■ Instruction ■
Render the data below as a JSON array of strings with one string per line. Omit blank lines and leave out the pictures.

■ Record set ■
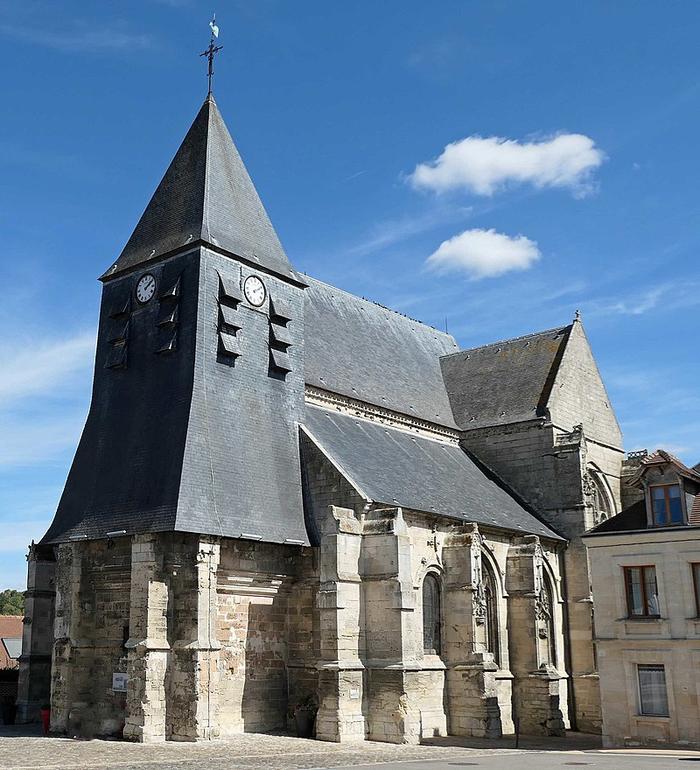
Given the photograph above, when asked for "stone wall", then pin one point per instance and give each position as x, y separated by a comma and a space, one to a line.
672, 640
34, 687
220, 636
552, 469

■ Written answer ■
[
  "Given the photograph above, when asked for \"stone wall\", then pin one point per instance and give each position as x, y separated by a comma and a space, one to a line.",
  "672, 640",
  "34, 687",
  "220, 636",
  "552, 469"
]